### WHAT IS NEEDED
Reproduce the entries below, replacing every occurrence of "a dot per instance" with "one point for each occurrence" and leaving everything else unchanged. Omit the pictures from your output.

### RECORD SET
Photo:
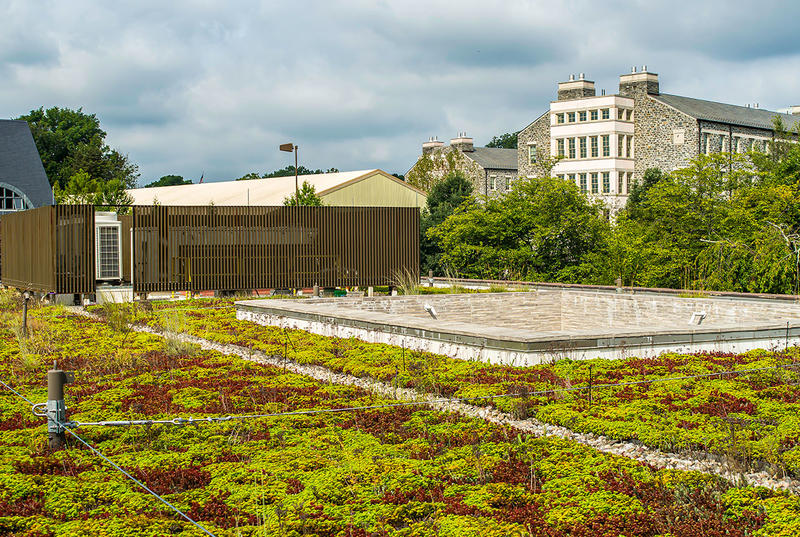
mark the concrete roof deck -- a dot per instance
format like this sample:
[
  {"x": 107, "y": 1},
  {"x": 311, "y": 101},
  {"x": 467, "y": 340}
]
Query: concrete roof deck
[{"x": 458, "y": 317}]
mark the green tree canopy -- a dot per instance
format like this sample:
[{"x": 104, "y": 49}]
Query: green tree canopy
[
  {"x": 71, "y": 142},
  {"x": 82, "y": 188},
  {"x": 307, "y": 196},
  {"x": 169, "y": 180},
  {"x": 506, "y": 141},
  {"x": 443, "y": 199},
  {"x": 542, "y": 229}
]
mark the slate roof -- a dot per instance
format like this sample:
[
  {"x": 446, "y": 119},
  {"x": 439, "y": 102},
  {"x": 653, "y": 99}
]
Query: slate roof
[
  {"x": 20, "y": 164},
  {"x": 726, "y": 113},
  {"x": 271, "y": 191},
  {"x": 494, "y": 157}
]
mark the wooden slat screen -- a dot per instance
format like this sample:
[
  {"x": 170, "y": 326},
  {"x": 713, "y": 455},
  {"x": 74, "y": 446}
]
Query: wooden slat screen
[
  {"x": 49, "y": 249},
  {"x": 240, "y": 248}
]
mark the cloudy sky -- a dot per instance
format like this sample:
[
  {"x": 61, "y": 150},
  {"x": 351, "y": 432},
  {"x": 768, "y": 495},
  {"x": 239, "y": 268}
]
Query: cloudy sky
[{"x": 185, "y": 87}]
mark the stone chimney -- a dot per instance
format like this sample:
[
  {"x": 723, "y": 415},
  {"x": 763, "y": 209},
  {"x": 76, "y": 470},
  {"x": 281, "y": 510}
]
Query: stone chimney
[
  {"x": 638, "y": 83},
  {"x": 575, "y": 89},
  {"x": 462, "y": 142},
  {"x": 432, "y": 144}
]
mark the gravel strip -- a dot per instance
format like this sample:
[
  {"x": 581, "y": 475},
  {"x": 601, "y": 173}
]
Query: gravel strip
[{"x": 690, "y": 461}]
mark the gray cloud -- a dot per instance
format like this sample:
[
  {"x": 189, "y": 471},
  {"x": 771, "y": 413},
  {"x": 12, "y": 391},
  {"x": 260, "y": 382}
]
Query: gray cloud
[{"x": 191, "y": 86}]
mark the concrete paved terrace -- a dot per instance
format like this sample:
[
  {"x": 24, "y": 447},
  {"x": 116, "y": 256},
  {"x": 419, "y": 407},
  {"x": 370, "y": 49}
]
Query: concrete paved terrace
[{"x": 526, "y": 328}]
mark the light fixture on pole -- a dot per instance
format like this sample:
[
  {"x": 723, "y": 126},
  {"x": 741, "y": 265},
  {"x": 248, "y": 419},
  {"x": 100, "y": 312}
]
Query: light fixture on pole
[{"x": 289, "y": 148}]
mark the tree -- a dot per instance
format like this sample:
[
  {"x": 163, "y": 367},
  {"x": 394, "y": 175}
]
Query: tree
[
  {"x": 506, "y": 141},
  {"x": 286, "y": 172},
  {"x": 443, "y": 199},
  {"x": 71, "y": 141},
  {"x": 639, "y": 191},
  {"x": 83, "y": 189},
  {"x": 307, "y": 196},
  {"x": 169, "y": 180},
  {"x": 542, "y": 229}
]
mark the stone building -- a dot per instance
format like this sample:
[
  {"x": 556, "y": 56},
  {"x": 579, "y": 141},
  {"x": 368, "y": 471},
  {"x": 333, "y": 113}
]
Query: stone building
[
  {"x": 606, "y": 142},
  {"x": 490, "y": 169}
]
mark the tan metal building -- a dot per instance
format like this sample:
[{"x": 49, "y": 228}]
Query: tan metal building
[{"x": 362, "y": 188}]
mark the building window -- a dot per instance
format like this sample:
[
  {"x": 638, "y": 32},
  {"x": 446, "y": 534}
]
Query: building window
[
  {"x": 532, "y": 154},
  {"x": 11, "y": 200}
]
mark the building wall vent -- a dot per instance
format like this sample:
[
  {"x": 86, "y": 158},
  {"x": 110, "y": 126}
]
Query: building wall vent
[{"x": 108, "y": 247}]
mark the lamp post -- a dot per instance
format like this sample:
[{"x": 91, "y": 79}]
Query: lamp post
[{"x": 289, "y": 148}]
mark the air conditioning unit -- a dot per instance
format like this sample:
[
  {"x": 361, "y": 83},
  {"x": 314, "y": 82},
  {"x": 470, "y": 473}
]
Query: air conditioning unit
[{"x": 108, "y": 246}]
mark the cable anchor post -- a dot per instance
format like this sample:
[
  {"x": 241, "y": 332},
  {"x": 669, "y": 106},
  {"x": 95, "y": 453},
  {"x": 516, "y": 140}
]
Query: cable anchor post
[{"x": 56, "y": 409}]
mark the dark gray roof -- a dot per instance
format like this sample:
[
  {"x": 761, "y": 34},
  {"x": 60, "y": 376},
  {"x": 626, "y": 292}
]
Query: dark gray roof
[
  {"x": 20, "y": 165},
  {"x": 494, "y": 157},
  {"x": 726, "y": 113}
]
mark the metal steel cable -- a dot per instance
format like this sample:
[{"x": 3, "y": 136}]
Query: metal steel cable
[
  {"x": 116, "y": 466},
  {"x": 129, "y": 476},
  {"x": 18, "y": 394},
  {"x": 465, "y": 400}
]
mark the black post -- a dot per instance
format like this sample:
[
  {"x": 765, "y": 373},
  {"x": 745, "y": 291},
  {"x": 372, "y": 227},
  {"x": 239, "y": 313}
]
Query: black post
[
  {"x": 56, "y": 409},
  {"x": 25, "y": 297}
]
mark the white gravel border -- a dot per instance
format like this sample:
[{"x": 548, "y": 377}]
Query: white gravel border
[{"x": 690, "y": 461}]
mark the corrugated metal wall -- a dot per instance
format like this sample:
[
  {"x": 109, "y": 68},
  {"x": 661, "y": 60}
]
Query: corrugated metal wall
[
  {"x": 49, "y": 249},
  {"x": 238, "y": 248}
]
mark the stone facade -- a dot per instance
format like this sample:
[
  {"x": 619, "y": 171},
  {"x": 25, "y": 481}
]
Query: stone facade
[
  {"x": 538, "y": 134},
  {"x": 490, "y": 175},
  {"x": 644, "y": 129}
]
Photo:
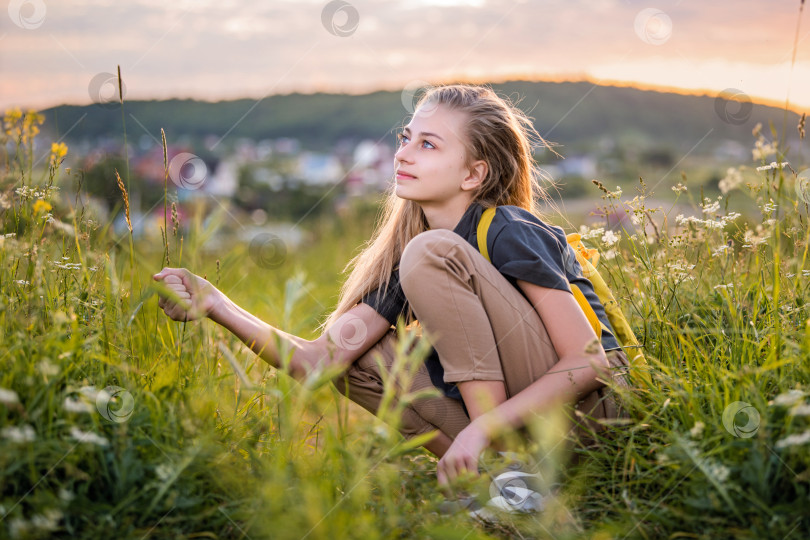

### OUTPUT
Photo:
mark the concrete roof deck -- one point for each occurrence
format like this sample:
[
  {"x": 107, "y": 1},
  {"x": 311, "y": 101},
  {"x": 467, "y": 340}
]
Query: concrete roof deck
[{"x": 458, "y": 317}]
mark the green tree canopy -- one point for each occurrence
format like this sample:
[{"x": 104, "y": 49}]
Query: green tree canopy
[
  {"x": 71, "y": 142},
  {"x": 82, "y": 188},
  {"x": 307, "y": 196},
  {"x": 169, "y": 180},
  {"x": 506, "y": 141},
  {"x": 443, "y": 199},
  {"x": 542, "y": 229}
]
mark the slate roof -- one point for each occurrence
format like this sample:
[
  {"x": 446, "y": 119},
  {"x": 439, "y": 102},
  {"x": 653, "y": 99}
]
Query: slate roof
[
  {"x": 20, "y": 164},
  {"x": 726, "y": 113},
  {"x": 271, "y": 191},
  {"x": 494, "y": 157}
]
mark the wooden slat screen -- one point for each occurrence
format like this sample:
[
  {"x": 170, "y": 326},
  {"x": 713, "y": 455},
  {"x": 74, "y": 446}
]
Query: wooden slat screen
[
  {"x": 49, "y": 249},
  {"x": 240, "y": 248}
]
mark the cloudy sky -- one point for each occurrence
format like this sample:
[
  {"x": 61, "y": 150},
  {"x": 351, "y": 432},
  {"x": 768, "y": 495},
  {"x": 239, "y": 268}
]
Query: cloudy sky
[{"x": 185, "y": 87}]
mark the stone chimney -- one point for each occurrence
format like this sample:
[
  {"x": 723, "y": 415},
  {"x": 763, "y": 209},
  {"x": 76, "y": 470},
  {"x": 281, "y": 510}
]
Query: stone chimney
[
  {"x": 638, "y": 83},
  {"x": 575, "y": 89},
  {"x": 462, "y": 142},
  {"x": 432, "y": 144}
]
mark the gravel strip -- one point for each occurrence
format like this sample:
[
  {"x": 581, "y": 475},
  {"x": 601, "y": 173}
]
Query: gravel strip
[{"x": 690, "y": 461}]
mark the gray cloud -- one point for each occurrence
format like this sample:
[
  {"x": 189, "y": 471},
  {"x": 771, "y": 413},
  {"x": 12, "y": 391},
  {"x": 260, "y": 382}
]
Query: gray cloud
[{"x": 191, "y": 86}]
mark the concrete paved terrace -- one point for each occurrence
format like this sample:
[
  {"x": 24, "y": 447},
  {"x": 116, "y": 256},
  {"x": 419, "y": 407},
  {"x": 370, "y": 49}
]
Query: concrete paved terrace
[{"x": 526, "y": 328}]
mark the light fixture on pole -- one point for each occurrence
format like this sample:
[
  {"x": 723, "y": 126},
  {"x": 741, "y": 265},
  {"x": 248, "y": 419},
  {"x": 100, "y": 312}
]
Query: light fixture on pole
[{"x": 289, "y": 148}]
mark the tree -- one point for each occurrence
format like this sample:
[
  {"x": 163, "y": 367},
  {"x": 394, "y": 175}
]
Query: tree
[
  {"x": 506, "y": 141},
  {"x": 286, "y": 172},
  {"x": 443, "y": 199},
  {"x": 71, "y": 141},
  {"x": 639, "y": 191},
  {"x": 83, "y": 189},
  {"x": 307, "y": 196},
  {"x": 169, "y": 180},
  {"x": 542, "y": 229}
]
mark the stone building -- one point for each occurrence
format like this sample:
[
  {"x": 556, "y": 56},
  {"x": 579, "y": 141},
  {"x": 368, "y": 471},
  {"x": 333, "y": 113}
]
Query: stone building
[
  {"x": 606, "y": 142},
  {"x": 490, "y": 169}
]
mark the tan metal building -- one point for each occurrence
format like this sample:
[{"x": 49, "y": 228}]
Query: tan metal building
[{"x": 362, "y": 188}]
mark the building window -- one point for each occurrence
format like this sample:
[
  {"x": 638, "y": 32},
  {"x": 446, "y": 534}
]
Query: building window
[
  {"x": 532, "y": 154},
  {"x": 11, "y": 200}
]
mark the building wall vent -- one point for each occurrence
format like this sample:
[
  {"x": 86, "y": 158},
  {"x": 110, "y": 126}
]
Query: building wall vent
[{"x": 108, "y": 247}]
mark the lamp post -- one point for each occurrence
format like this sample:
[{"x": 91, "y": 79}]
Query: lamp post
[{"x": 289, "y": 148}]
mark the air conditioning unit -- one point for each occurrence
format like this sample:
[
  {"x": 361, "y": 83},
  {"x": 314, "y": 82},
  {"x": 470, "y": 473}
]
Query: air conditioning unit
[{"x": 108, "y": 246}]
mark the cable anchor post -- one point for each occurrence
format like this sample:
[
  {"x": 241, "y": 332},
  {"x": 669, "y": 106},
  {"x": 95, "y": 453},
  {"x": 516, "y": 140}
]
Query: cable anchor post
[{"x": 56, "y": 409}]
mark the dark gray roof -- one point for each occurrence
format like this sample:
[
  {"x": 761, "y": 34},
  {"x": 60, "y": 376},
  {"x": 626, "y": 292}
]
Query: dark gray roof
[
  {"x": 20, "y": 165},
  {"x": 494, "y": 157},
  {"x": 726, "y": 113}
]
mark the metal steel cable -- one point for each occurrence
format like this sample:
[{"x": 3, "y": 136}]
Query: metal steel cable
[
  {"x": 116, "y": 466},
  {"x": 129, "y": 476},
  {"x": 18, "y": 394},
  {"x": 465, "y": 400}
]
mark the black post -- one point for each occurrence
format like this sample:
[
  {"x": 765, "y": 373},
  {"x": 745, "y": 291},
  {"x": 372, "y": 227},
  {"x": 239, "y": 313}
]
Query: black post
[
  {"x": 56, "y": 409},
  {"x": 25, "y": 297}
]
mark the white gravel border -- one point for each occurrence
format like this sample:
[{"x": 548, "y": 377}]
Query: white gravel border
[{"x": 690, "y": 461}]
mark the corrugated metal wall -- one point for each occurrence
format like this sample:
[
  {"x": 109, "y": 68},
  {"x": 661, "y": 60}
]
Query: corrugated metal wall
[
  {"x": 49, "y": 249},
  {"x": 238, "y": 248}
]
mark the stone facade -- one point for each occurrence
format like this sample:
[
  {"x": 619, "y": 171},
  {"x": 25, "y": 481}
]
Query: stone facade
[
  {"x": 538, "y": 134},
  {"x": 490, "y": 175},
  {"x": 644, "y": 129}
]
Photo:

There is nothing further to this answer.